| WHAT YOU SHOULD DO |
Please gather every line of the data below that contains the word "potted", and copy each one out.

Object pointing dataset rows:
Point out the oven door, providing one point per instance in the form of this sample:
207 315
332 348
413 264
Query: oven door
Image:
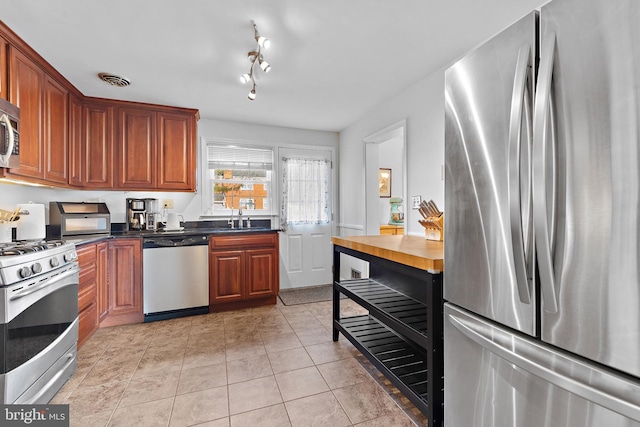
39 332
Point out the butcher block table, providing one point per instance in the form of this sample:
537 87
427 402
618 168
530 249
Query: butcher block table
402 334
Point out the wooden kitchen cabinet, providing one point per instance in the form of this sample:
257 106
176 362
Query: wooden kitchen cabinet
87 291
92 288
136 148
56 126
176 151
98 145
156 149
4 72
43 104
102 262
243 271
124 283
226 276
76 146
27 86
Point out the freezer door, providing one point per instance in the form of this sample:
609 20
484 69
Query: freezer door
489 247
495 378
587 179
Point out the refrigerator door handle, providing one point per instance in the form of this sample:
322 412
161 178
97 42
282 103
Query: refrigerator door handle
599 387
518 104
544 192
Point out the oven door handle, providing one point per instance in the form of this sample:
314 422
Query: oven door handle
48 282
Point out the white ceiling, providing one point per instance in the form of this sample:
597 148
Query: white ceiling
332 60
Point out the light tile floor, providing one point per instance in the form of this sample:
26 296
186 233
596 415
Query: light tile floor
267 366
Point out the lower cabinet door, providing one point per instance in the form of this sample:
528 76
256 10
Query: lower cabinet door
261 275
124 282
226 276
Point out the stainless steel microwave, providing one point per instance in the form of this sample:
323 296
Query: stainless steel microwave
9 135
78 219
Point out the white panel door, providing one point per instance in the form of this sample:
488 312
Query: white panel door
305 249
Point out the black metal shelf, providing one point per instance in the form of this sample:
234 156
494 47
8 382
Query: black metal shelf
401 362
400 312
402 334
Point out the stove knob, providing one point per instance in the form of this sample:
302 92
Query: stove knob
24 272
36 268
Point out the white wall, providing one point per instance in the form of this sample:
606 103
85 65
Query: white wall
189 204
422 105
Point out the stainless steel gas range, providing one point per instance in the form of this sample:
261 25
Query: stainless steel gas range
38 319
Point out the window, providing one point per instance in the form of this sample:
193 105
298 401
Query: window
239 177
305 191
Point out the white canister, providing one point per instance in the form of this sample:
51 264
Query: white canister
31 225
5 232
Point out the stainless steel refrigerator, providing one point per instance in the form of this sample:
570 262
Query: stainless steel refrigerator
542 238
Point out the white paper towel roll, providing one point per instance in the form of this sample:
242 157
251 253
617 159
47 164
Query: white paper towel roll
32 223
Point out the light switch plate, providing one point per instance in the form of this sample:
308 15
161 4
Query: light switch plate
415 202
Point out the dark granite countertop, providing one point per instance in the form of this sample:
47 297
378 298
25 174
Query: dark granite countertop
190 229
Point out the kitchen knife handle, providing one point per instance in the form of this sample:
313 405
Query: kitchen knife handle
542 188
518 101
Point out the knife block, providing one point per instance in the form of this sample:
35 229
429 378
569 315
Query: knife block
433 233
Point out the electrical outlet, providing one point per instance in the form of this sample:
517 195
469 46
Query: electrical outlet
415 202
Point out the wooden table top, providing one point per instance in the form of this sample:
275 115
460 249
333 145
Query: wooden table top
413 251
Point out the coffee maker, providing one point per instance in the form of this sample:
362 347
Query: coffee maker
141 214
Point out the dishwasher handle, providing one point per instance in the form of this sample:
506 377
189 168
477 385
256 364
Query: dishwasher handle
168 242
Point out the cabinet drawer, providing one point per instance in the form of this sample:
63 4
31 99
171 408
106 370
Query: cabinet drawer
249 241
87 296
86 255
88 323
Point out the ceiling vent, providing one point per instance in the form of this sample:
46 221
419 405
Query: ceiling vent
114 80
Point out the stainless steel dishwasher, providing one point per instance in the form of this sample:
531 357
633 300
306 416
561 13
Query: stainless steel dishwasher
175 276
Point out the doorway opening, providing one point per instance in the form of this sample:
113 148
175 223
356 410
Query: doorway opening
385 152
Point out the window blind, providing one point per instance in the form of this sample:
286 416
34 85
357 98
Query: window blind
228 157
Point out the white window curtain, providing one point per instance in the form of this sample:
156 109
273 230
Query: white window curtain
305 192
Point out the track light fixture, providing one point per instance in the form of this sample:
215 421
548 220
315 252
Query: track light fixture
256 56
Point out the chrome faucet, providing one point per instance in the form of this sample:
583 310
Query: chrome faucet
230 221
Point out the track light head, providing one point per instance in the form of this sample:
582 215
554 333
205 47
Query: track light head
264 42
256 56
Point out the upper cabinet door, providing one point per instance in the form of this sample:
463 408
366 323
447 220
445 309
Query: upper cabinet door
56 136
99 132
27 81
176 151
76 147
137 148
4 72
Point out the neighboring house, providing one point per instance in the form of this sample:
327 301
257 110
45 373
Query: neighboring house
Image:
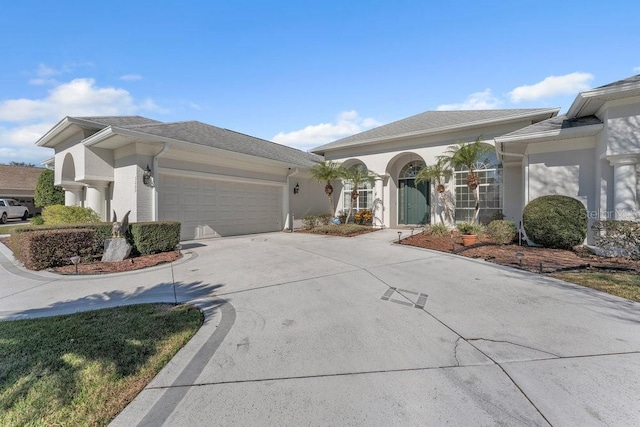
219 182
19 183
216 182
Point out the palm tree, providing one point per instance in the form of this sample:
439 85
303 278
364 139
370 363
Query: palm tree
356 176
439 171
467 155
325 172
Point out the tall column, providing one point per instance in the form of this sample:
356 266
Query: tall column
72 195
96 198
624 187
378 203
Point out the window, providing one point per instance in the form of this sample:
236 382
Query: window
489 171
364 200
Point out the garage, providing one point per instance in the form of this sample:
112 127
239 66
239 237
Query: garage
220 207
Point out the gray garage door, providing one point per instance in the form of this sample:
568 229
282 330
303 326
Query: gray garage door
212 208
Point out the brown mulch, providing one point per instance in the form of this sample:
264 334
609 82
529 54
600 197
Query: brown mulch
538 260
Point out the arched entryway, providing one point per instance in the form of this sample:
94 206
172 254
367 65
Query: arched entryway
413 199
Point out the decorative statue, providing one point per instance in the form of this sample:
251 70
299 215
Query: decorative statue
119 229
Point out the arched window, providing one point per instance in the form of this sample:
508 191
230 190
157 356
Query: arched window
489 171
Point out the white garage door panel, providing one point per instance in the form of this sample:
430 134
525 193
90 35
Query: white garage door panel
209 208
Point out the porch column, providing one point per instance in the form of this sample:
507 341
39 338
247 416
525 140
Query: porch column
624 187
72 195
96 198
378 203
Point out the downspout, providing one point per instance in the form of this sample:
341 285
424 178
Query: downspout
290 215
155 180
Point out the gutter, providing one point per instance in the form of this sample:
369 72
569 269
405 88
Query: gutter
155 180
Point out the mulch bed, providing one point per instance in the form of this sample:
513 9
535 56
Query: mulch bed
538 260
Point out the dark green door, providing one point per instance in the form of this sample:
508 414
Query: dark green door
413 202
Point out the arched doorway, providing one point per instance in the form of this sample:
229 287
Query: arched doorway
413 199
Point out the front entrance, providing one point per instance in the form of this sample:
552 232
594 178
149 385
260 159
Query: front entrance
413 199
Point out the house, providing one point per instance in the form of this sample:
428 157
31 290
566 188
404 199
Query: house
19 183
215 181
219 182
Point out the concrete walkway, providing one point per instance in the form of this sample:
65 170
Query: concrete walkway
318 330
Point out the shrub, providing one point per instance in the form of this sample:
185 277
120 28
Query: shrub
618 237
60 214
154 237
438 229
470 228
309 222
52 248
555 221
363 217
501 231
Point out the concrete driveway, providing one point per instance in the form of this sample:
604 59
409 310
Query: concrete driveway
316 330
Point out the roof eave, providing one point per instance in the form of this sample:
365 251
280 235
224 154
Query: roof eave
443 129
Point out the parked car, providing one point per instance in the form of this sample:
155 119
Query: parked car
10 208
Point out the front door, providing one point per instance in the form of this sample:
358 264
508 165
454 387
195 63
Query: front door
413 202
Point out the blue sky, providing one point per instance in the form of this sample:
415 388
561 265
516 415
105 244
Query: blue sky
300 73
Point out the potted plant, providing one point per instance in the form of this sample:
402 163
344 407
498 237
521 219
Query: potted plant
469 232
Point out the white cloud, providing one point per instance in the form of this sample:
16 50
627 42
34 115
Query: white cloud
569 84
131 77
347 123
23 121
476 101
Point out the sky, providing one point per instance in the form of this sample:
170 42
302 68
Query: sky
300 73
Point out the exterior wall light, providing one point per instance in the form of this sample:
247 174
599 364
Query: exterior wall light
146 176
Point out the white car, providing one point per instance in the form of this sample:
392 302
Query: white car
10 208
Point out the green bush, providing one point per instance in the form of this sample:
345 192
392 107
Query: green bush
154 237
309 222
501 232
438 229
555 221
52 248
102 231
470 228
60 214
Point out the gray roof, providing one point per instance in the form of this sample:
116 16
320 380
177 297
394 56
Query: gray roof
430 121
630 80
118 121
211 136
555 123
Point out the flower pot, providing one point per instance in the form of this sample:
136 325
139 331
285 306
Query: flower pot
469 239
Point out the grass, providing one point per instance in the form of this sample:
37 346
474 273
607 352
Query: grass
619 284
342 229
83 369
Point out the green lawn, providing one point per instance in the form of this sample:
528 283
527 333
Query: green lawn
619 284
83 369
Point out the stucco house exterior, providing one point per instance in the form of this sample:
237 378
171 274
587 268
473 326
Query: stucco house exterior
216 182
219 182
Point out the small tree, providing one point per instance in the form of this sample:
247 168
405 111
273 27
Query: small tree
467 155
439 171
356 176
46 193
325 172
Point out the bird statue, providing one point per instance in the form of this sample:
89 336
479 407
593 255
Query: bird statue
119 229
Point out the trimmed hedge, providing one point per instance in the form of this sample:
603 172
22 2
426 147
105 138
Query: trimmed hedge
60 214
555 221
154 237
52 248
501 232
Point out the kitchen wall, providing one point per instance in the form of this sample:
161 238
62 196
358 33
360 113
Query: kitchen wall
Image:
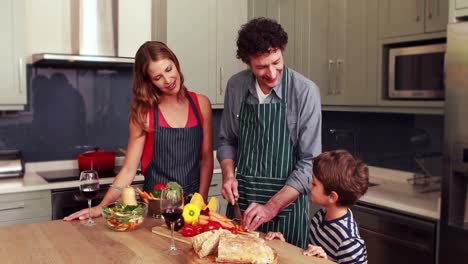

| OUTPUT OF THE TASK |
Point out the potted plant, providing one point per instance in the form of this sample:
Query: potted plant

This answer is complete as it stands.